OBJETIVOS ::
**A.** Copia literalmente el fragmento del texto sobre los Bufos Habaneros que comienza en las palabras "Sus representaciones se" y termina después de "músicos y danzantes.".
**B.** Según el texto sobre los Bufos Habaneros, ¿dónde se escuchó por primera vez la melodía compuesta por Perucho Figueredo?
**C.** ¿Por qué las funciones de los Bufos Habaneros podían incluir canciones y danzas, según el texto sobre los Bufos Habaneros? Responde en una a tres oraciones.

TEXTO PROPORCIONADO ::
Tras el fracaso de los intentos reformistas ante la Junta de Información, el proceso conspirativo que se intensificaría tendría por escenario principal el centro y el oriente de la isla, pero el espíritu insurgente se extendía por todo el país. De ello dan fe, además de ciertos hechos, documentos redactados por la oficialidad española. En ellos se refería cómo el sentimiento libertario anidaba —según la expresión castrense— hasta en los adoquines que pisaban sus plantas.
Entre el 8 de mayo de 1868 en que Pedro (Perucho) Figueredo le solicitó al músico Manuel Muñoz Cedeño que orquestase la melodía compuesta por él, como himno revolucionario, y el 11 de junio en que esta se escucha por vez primera en la Iglesia Mayor de la ciudad de Bayamo, se produce en La Habana el debut de la primera de nuestras compañías bufas el día final del mes de mayo.
La compañía llamada Los Bufos Habaneros irrumpió en un medio escénico donde imperaba la ópera italiana, la zarzuela y el drama post romántico españoles con una propuesta caracterizada por el humor y un marcado tono satírico.
Sus representaciones se estructuraban en un programa para toda una noche que incluía parodias de obras breves renombradas, una comedia de autor cubano y los ritmos que ya se reconocían como “del país” en forma de canciones y danzas —por lo general guarachas y rumbas—, puesto que los comediantes se acompañaban de un grupo de músicos y danzantes.
A partir de entonces sobre las tablas se desplegarían historias y situaciones propias presentadas en un lenguaje, un ritmo y un color típicos que, a la vez, resultaba novedoso para los escenarios formales, con personajes rápidamente identificables para la audiencia por cercanos.

INFORMACIÓN PROPORCIONADA ::
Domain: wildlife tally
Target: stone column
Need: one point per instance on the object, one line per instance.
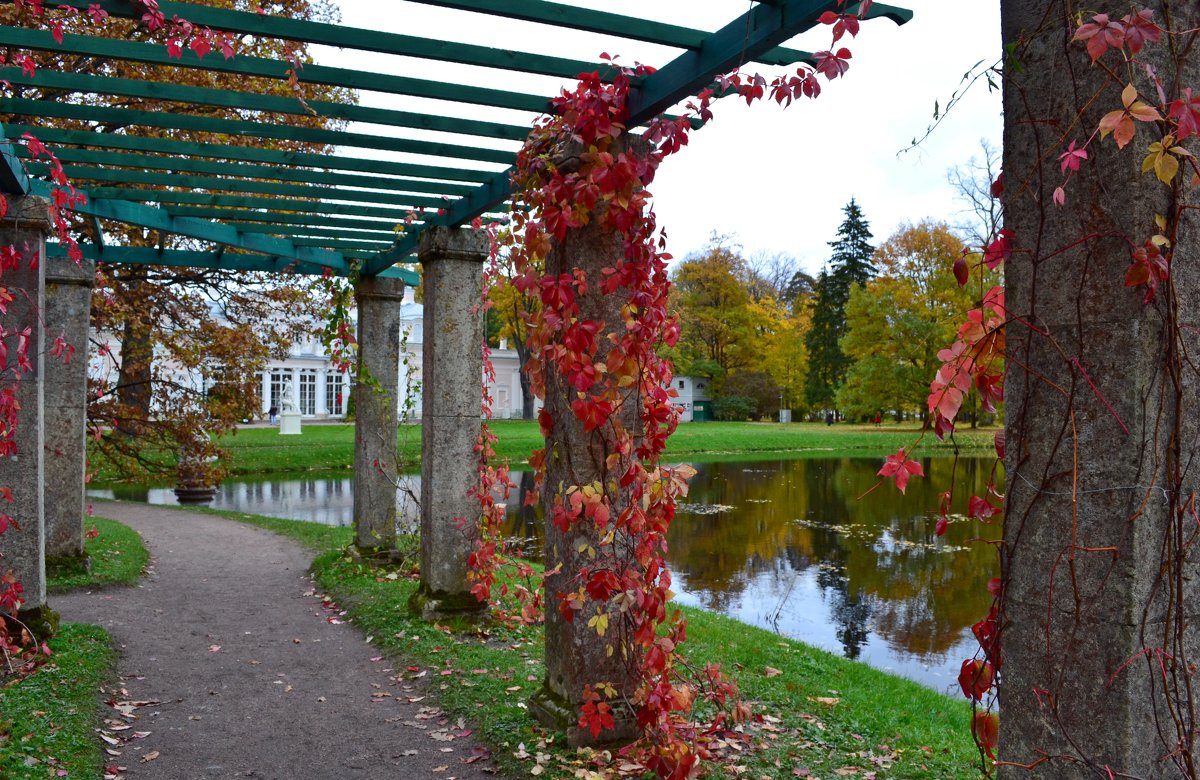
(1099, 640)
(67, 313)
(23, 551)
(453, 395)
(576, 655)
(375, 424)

--

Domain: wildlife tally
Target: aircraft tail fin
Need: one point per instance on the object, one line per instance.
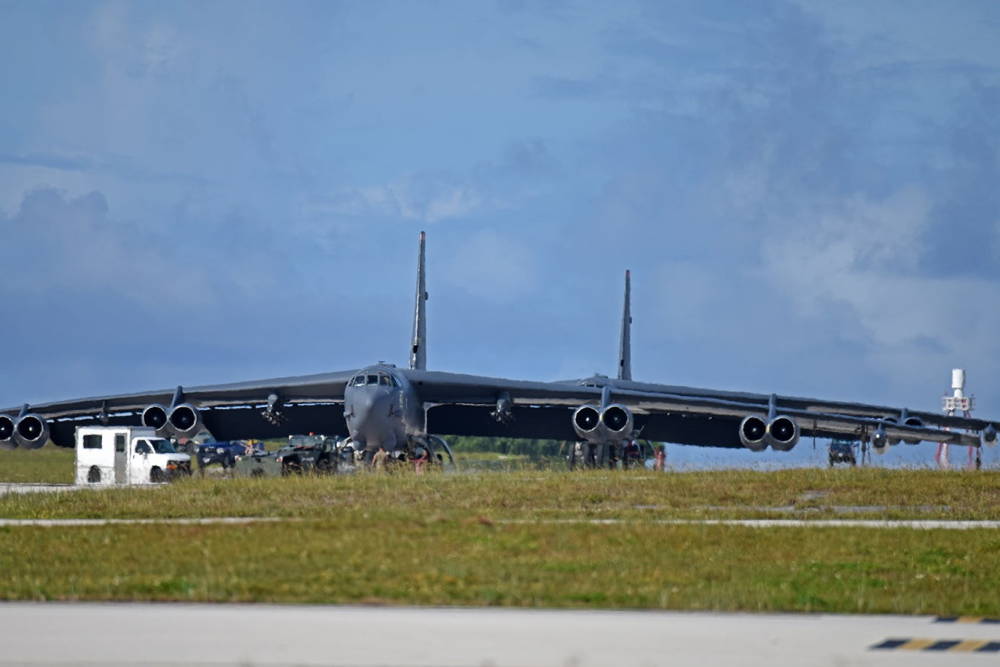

SOLUCIONES DEL EJERCICIO ::
**A.**
Sus representaciones se estructuraban en un programa para toda una noche que incluía parodias de obras breves renombradas, una comedia de autor cubano y los ritmos que ya se reconocían como “del país” en forma de canciones y danzas —por lo general guarachas y rumbas—, puesto que los comediantes se acompañaban de un grupo de músicos y danzantes.

**B.** En la Iglesia Mayor de la ciudad de Bayamo.

**C.** Porque los comediantes se acompañaban de un grupo de músicos y danzantes. Por eso el programa de toda una noche incluía los ritmos reconocidos como "del país", por lo general guarachas y rumbas.